(What is expected): Format every line of the rows below as a JSON list of strings, one string per line, skipping blank lines and leaving out the pictures.

.....

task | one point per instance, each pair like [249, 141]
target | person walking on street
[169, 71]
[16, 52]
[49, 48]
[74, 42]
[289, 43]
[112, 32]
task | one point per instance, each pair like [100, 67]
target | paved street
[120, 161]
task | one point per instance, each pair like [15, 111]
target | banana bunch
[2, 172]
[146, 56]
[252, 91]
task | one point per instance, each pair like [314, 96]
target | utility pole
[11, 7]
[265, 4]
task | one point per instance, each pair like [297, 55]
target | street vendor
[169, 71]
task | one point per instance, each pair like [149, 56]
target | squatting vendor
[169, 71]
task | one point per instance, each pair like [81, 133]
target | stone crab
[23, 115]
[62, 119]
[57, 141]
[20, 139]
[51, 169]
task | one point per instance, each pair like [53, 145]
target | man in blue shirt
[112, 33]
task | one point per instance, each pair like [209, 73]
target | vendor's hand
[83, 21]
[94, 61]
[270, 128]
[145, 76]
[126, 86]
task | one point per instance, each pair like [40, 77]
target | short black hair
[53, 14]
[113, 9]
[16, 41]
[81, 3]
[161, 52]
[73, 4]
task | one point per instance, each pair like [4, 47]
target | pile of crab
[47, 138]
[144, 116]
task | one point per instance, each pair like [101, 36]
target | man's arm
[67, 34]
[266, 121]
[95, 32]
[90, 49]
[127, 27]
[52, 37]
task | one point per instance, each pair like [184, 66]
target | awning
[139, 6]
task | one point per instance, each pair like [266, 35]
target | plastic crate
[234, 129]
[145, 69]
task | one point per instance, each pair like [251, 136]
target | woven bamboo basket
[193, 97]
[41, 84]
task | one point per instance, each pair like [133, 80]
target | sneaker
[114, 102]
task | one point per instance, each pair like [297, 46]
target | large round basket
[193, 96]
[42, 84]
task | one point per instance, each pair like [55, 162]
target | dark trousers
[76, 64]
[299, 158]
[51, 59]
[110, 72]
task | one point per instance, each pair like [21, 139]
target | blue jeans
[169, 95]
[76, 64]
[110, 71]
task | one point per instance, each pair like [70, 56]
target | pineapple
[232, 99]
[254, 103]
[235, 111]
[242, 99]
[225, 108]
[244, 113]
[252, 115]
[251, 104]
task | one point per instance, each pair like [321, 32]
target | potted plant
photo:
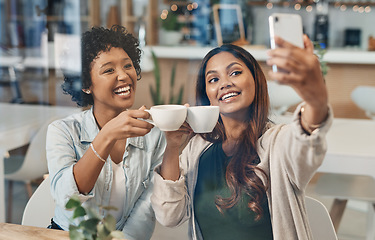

.....

(Answer to the task):
[
  "task | one point per instance, each pair like [249, 141]",
  "target | person walking on street",
  "[169, 71]",
  "[16, 52]",
  "[49, 48]",
  "[74, 42]",
  "[289, 43]",
  "[112, 32]",
  "task | one point per instance, each pair like [100, 67]",
  "target | paved street",
  "[120, 161]",
  "task | one point per instance, each pair like [15, 111]",
  "target | banana bunch",
  "[2, 172]",
  "[146, 56]",
  "[252, 91]",
  "task | one point per instance, each pair like [314, 96]",
  "target | utility pole",
  "[11, 7]",
  "[265, 4]",
  "task | one point per instance, each pair like [297, 55]",
  "target | street vendor",
  "[169, 71]",
  "task | one point per instance, each pair like [149, 56]",
  "target | squatting vendor",
  "[169, 71]",
  "task | one point per instance, each pair like [81, 133]",
  "target | stone crab",
  "[23, 115]",
  "[62, 119]",
  "[57, 141]",
  "[20, 139]",
  "[51, 169]",
  "task | one point per instance, each pair like [53, 145]",
  "target | man in blue shirt",
  "[112, 33]",
  "task | one point per instance, each pair like [209, 73]",
  "target | vendor's hand",
  "[83, 21]",
  "[94, 61]",
  "[270, 128]",
  "[145, 76]",
  "[126, 86]",
  "task | one point per instance, each pair like [40, 77]",
  "target | short black hair",
  "[53, 14]",
  "[113, 9]",
  "[16, 41]",
  "[81, 3]",
  "[161, 52]",
  "[73, 4]",
  "task | one point per instance, each pair like [4, 47]",
  "target | pile of crab",
  "[47, 138]",
  "[144, 116]",
  "task | one point per instance, each pair like [101, 36]",
  "target | man's arm",
  "[67, 34]",
  "[266, 121]",
  "[95, 32]",
  "[90, 49]",
  "[127, 27]",
  "[52, 37]",
  "task | one point per instance, each pair like [184, 66]",
  "target | awning",
  "[139, 6]",
  "task | one point per instance, each pair like [266, 35]",
  "target | plastic crate",
  "[234, 129]",
  "[145, 69]",
  "task | one point per instance, each pair like [251, 136]",
  "target | woven bamboo basket",
  "[193, 97]",
  "[41, 84]",
  "task | one point per instance, each pair like [133, 80]",
  "target | sneaker",
  "[114, 102]",
  "task | one point per instance, each pair like [297, 46]",
  "target | large round basket",
  "[193, 96]",
  "[42, 84]",
  "task | one point per instance, each pair like [55, 162]",
  "target | dark trousers",
  "[76, 64]",
  "[299, 158]",
  "[51, 59]",
  "[110, 72]",
  "task | one point per instance, each pair like [21, 139]",
  "target | blue jeans",
  "[169, 95]",
  "[76, 64]",
  "[110, 71]",
  "task | one point per instance, each pair like [70, 56]",
  "target | pineapple",
  "[232, 99]",
  "[254, 103]",
  "[235, 111]",
  "[242, 99]",
  "[225, 108]",
  "[244, 113]",
  "[252, 115]",
  "[251, 104]",
  "task | one point per instance, each pair like [321, 32]",
  "target | potted plant",
  "photo:"
]